Direction a: Transcribe the passage about marriage in full, keeping every word and punctuation mark as it appears.
## begin Page text
But your spouse is yours by choice.  Your spouse is a fully-grown adult who has a fully-matured brain and is able to weigh pros and cons, wisdom versus foolishness when making decisions.  Your spouse has the option of acting in their best interest and neglecting your desires, or acting in your best interest and neglecting their own desires.  In Christian circles you’re often called “one flesh” but it’s not often that you’re of “one mind.”  You can say things, do things to each other that require a fresh choice to unconditionally love each day.  So marriage, you quickly learn, is a teaching work of compromise, of sacrifice and surrender.

I knew that Bryan and I were highly compatible when we got married.  I was aware how well we complimented one another.  I had no idea how very much alike we actually are: competitive, highly sensitive, moody, introspective, playful, analytical, social, performance-driven, easily bored.  We are two very passionate, very emotional people.  Our fights are frequent and often combustible–we say things we don’t mean, I get discouraged and look for a way out, Bryan feels sad that I would ever consider running from him.
## end Page text
## begin Provided data
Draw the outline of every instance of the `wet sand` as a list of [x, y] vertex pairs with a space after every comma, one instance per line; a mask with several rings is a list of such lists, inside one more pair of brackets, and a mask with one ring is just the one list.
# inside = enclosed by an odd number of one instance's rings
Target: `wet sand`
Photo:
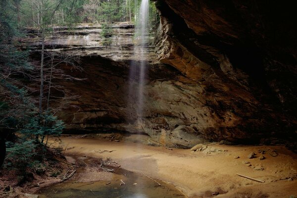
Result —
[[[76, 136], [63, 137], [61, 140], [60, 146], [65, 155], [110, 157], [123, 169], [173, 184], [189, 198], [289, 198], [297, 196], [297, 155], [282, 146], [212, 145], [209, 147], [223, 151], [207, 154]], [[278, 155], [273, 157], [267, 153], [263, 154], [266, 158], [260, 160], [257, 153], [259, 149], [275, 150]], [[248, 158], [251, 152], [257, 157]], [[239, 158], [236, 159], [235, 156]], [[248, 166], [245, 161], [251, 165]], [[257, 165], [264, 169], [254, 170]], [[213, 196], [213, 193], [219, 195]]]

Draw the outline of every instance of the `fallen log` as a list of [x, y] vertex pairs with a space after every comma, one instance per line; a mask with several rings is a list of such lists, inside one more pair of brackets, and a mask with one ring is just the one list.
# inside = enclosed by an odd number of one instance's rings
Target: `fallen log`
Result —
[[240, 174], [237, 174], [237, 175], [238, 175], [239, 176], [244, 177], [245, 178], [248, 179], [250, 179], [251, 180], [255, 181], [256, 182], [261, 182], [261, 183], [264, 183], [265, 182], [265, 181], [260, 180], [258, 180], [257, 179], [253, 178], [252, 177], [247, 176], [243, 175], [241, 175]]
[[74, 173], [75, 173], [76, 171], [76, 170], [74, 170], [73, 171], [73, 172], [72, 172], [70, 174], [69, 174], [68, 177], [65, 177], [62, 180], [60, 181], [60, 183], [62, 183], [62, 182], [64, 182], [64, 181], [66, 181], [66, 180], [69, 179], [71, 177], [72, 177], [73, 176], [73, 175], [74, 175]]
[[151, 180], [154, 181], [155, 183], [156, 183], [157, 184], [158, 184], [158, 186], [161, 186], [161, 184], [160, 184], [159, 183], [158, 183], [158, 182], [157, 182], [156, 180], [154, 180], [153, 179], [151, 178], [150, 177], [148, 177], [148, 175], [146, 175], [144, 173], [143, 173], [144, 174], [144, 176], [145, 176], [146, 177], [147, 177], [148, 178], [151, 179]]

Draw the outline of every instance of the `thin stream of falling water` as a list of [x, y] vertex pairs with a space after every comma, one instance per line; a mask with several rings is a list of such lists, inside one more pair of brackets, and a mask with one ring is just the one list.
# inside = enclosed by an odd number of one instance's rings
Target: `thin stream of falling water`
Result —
## end Provided data
## begin Provided data
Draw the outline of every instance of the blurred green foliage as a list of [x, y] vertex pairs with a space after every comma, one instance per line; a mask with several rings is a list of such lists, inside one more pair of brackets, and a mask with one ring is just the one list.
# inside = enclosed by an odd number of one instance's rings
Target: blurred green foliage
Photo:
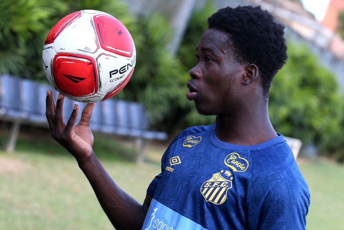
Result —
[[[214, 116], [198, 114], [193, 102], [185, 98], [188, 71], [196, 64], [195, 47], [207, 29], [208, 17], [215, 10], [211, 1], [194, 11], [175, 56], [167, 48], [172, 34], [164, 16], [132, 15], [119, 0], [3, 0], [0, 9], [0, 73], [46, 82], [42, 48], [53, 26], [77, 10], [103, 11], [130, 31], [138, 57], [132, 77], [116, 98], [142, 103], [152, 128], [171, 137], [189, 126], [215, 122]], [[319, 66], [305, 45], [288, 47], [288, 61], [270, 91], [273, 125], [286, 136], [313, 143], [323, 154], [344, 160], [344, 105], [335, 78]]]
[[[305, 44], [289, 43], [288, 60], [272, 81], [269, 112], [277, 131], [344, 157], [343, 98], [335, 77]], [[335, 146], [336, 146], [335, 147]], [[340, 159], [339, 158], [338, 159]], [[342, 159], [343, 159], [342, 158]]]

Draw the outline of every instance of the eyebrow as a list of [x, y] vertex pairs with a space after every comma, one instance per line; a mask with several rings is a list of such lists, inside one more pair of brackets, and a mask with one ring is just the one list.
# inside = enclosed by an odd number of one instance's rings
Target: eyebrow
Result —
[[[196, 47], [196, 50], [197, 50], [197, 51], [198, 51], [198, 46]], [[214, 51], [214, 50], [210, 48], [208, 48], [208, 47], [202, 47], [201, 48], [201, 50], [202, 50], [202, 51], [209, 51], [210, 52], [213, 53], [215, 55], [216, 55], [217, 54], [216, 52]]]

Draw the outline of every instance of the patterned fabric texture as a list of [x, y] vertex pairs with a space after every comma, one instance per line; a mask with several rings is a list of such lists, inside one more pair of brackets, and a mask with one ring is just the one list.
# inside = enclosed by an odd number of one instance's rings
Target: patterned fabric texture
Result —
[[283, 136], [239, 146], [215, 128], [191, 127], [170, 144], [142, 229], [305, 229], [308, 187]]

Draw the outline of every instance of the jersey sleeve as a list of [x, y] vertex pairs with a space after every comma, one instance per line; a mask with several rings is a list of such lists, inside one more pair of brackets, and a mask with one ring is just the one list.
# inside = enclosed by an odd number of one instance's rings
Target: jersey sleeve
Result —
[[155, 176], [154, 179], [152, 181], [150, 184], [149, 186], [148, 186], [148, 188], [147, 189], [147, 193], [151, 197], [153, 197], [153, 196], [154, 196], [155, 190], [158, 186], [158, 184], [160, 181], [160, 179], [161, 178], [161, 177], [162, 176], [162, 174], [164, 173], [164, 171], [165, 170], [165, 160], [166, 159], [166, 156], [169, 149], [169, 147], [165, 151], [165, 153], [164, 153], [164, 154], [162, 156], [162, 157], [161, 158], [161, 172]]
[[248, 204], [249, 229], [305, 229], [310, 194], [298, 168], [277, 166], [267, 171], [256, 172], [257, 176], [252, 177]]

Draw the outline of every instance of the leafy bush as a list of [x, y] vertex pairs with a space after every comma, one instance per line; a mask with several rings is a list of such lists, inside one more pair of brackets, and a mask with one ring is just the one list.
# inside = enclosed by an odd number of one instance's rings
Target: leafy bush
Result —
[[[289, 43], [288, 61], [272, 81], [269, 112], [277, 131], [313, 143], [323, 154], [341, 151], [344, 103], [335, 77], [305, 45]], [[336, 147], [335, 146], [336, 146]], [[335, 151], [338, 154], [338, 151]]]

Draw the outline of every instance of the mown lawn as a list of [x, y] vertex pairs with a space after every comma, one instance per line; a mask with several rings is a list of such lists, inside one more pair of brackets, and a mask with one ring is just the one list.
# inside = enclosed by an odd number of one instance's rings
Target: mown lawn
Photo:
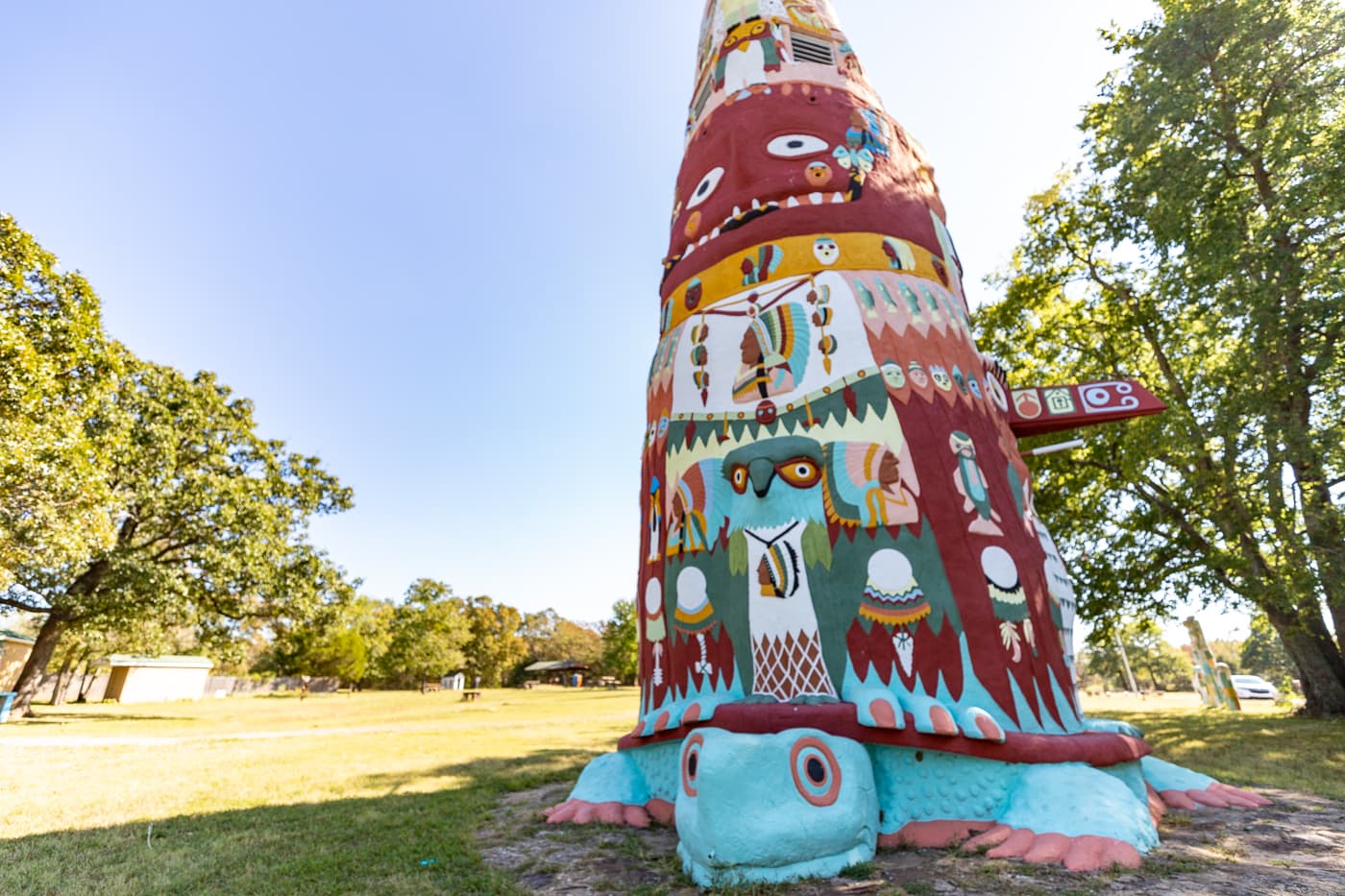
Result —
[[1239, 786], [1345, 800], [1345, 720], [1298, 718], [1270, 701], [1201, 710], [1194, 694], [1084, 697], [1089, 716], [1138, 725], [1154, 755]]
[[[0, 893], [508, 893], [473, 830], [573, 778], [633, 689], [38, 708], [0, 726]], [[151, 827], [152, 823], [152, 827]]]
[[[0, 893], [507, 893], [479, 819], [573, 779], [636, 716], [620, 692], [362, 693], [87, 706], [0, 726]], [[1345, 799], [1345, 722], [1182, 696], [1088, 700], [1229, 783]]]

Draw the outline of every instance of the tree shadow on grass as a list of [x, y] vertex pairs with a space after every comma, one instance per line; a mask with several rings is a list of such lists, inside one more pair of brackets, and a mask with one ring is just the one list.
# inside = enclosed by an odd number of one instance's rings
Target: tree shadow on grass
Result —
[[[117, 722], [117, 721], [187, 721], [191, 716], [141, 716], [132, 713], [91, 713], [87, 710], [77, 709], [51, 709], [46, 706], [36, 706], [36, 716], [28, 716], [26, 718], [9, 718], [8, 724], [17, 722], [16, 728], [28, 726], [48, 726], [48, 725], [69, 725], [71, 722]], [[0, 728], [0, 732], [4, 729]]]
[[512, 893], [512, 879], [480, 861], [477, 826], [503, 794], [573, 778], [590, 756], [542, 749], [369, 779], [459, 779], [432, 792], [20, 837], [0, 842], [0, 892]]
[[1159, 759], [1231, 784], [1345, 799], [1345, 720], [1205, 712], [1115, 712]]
## end Provided data
Direction b: In the entries, restate word for word the lines from the one containing "Draw the outline of every instance of the patterned" up to and including the one containing "229], [308, 187]]", and give nothing else.

Problem solution a:
But your spouse is yours by choice.  Your spouse is a fully-grown adult who has a fully-matured brain and is able to weigh pros and cons, wisdom versus foolishness when making decisions.  Your spouse has the option of acting in their best interest and neglecting your desires, or acting in your best interest and neglecting their own desires.  In Christian circles you’re often called “one flesh” but it’s not often that you’re of “one mind.”  You can say things, do things to each other that require a fresh choice to unconditionally love each day.  So marriage, you quickly learn, is a teaching work of compromise, of sacrifice and surrender.

I knew that Bryan and I were highly compatible when we got married.  I was aware how well we complimented one another.  I had no idea how very much alike we actually are: competitive, highly sensitive, moody, introspective, playful, analytical, social, performance-driven, easily bored.  We are two very passionate, very emotional people.  Our fights are frequent and often combustible–we say things we don’t mean, I get discouraged and look for a way out, Bryan feels sad that I would ever consider running from him.

Problem solution b:
Draw the outline of every instance of the patterned fabric texture as a list of [x, y] vertex pairs with a space after every comma, one instance per line; a mask with several rings is a list of such lists, inside one more pair of brackets, and a mask with one ring is just the one list.
# inside = enclosed by an odd number of one instance's rings
Target: patterned fabric texture
Result —
[[283, 136], [239, 146], [215, 128], [191, 127], [170, 144], [142, 229], [305, 229], [308, 187]]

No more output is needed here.